### Extract provided
Turkey is hosting the Fourth UN Conference on the Least Developed Countries (LDC-IV) on May 9-13, 2011.
The conference brings together hundreds of heads of state, officials, private sectors, NGOs and intellectuals to address the issues of poverty and underdevelopment associated with LDCs. The İstanbul Action Plan will aim to reduce the number of LDCs, which currently stands at 48, by half and initiate a new paradigm of development aid. Spending close to $1 billion in aid per year, Turkey has recently become a “donor” country. Turkey’s aid and development model, carried out by primarily the Turkish Cooperation and Development Agency (TİKA) but also by numerous Turkish NGOs and the private sector, is praised as one of the most rational and efficient ways of helping underdeveloped countries. It is striking that while Turkey is not one of the rich(est) countries of the world, it is hosting the UN LDC conference, while some rich countries largely refrain from even attending the meeting. The reason is primarily economic and political, but there are also larger issues that call for a serious reflection on the moral component, or lack thereof, of the existing global order.
As we enter the second decade of the 21st century, the problems of poverty and economic underdevelopment remain powerful reminders of the imperfections of the existing global order. The level of economic development and technological sophistication has brought wealth and prosperity to parts of the world. The late modernity in which we live has transformed the way we interact with the natural world on the one hand, and with other human beings on the other. It has changed the way in which we see ourselves in the universe and claim ownership over it.
But this world is far from being just. It cannot even be said to function properly. The current global order produces more disorder and disharmony than accord and order. It privileges certain types of nations over others. It allows an extreme concentration of power in the hands of a small group of countries with hegemonic power and disfranchises the rest of the world. The “West” and the “Rest” dichotomy is fast becoming one of the defining elements of the existing global order -- an order that is still based on a Euro-centric worldview.
The political and economic underpinnings of this order produce different kinds of imbalances and injustices. From failing to share wealth to lack of political representation, it creates a sense of dispossession and alienation on the part of the vast majority of the non-Western world. The Euro-centric notions of history, culture, politics, media and international relations push the rest of the world to the margins of history, depriving them of a sense of identity and self-conscious agency. It makes them slaves of the global order with varying degrees.
We have already been disillusioned with the two promises of modernity which Max Weber had described eloquently almost a century ago: free individual and rational society. The idea that the world would become a rationally functioning global space with free and self-fulfilling individuals has long been replaced by the cruel hierarchies and unevenness of classical modernization. Development and modernization for the non-European world meant adopting Western modernity. But more often than, this happened in the most wasteful and inefficient ways, not to speak of the violence and brutality which accompanied policies of top-down modernization in the developing world.

Saved data
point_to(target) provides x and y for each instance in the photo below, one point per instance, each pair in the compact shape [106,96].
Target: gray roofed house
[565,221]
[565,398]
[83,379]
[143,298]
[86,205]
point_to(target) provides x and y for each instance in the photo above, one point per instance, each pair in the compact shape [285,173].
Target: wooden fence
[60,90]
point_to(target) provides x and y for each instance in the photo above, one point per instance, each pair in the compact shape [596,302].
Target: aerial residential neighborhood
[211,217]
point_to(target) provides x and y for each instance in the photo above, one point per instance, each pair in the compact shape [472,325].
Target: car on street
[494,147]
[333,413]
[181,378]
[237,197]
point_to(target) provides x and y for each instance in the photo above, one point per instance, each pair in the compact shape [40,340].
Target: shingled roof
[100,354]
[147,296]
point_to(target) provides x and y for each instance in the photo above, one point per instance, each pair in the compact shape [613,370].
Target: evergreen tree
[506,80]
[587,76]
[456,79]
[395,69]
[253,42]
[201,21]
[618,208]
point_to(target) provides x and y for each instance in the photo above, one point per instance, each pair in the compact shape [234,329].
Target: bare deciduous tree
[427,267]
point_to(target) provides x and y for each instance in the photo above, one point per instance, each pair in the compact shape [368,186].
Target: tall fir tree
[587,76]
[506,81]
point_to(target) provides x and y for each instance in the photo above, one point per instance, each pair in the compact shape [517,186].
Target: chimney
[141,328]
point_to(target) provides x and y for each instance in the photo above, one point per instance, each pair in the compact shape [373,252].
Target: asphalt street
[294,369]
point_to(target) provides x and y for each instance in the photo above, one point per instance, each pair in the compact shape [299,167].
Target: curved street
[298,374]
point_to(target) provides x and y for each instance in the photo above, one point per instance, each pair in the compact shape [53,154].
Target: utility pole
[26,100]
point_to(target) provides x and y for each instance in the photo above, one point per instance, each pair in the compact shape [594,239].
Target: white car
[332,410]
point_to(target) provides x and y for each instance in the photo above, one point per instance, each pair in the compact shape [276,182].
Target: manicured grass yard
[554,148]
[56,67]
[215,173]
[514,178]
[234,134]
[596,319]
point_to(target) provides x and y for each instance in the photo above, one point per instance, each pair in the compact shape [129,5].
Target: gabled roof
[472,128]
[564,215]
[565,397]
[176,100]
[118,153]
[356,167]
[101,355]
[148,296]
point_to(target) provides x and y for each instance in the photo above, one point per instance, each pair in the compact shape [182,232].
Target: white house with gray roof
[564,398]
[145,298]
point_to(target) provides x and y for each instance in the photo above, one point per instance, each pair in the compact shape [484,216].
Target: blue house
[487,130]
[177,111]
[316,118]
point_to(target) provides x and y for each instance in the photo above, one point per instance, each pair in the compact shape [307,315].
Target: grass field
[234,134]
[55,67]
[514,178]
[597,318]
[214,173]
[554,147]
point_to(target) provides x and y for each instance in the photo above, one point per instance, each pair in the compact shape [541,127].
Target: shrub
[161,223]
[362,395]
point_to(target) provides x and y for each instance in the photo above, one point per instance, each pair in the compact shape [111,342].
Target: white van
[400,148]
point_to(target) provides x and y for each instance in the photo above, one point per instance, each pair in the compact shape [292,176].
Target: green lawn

### Written instruction 1
According to the article on the least developed countries conference, how many least developed countries are there at present?
### Written instruction 2
Quote the listing word for word, beginning with the line that contains "compact shape [111,342]." and continuing through the last line of the listing.
The article and the listing come from unrelated sources.

### Final answer 1
There are currently 48 least developed countries.

### Final answer 2
point_to(target) provides x and y for each instance in the photo above, one point per instance, each pair in the compact shape [111,342].
Target: white van
[400,148]
point_to(target) provides x and y for each instance in the photo above, one point per instance, each pair in the compact shape [292,176].
Target: green lawn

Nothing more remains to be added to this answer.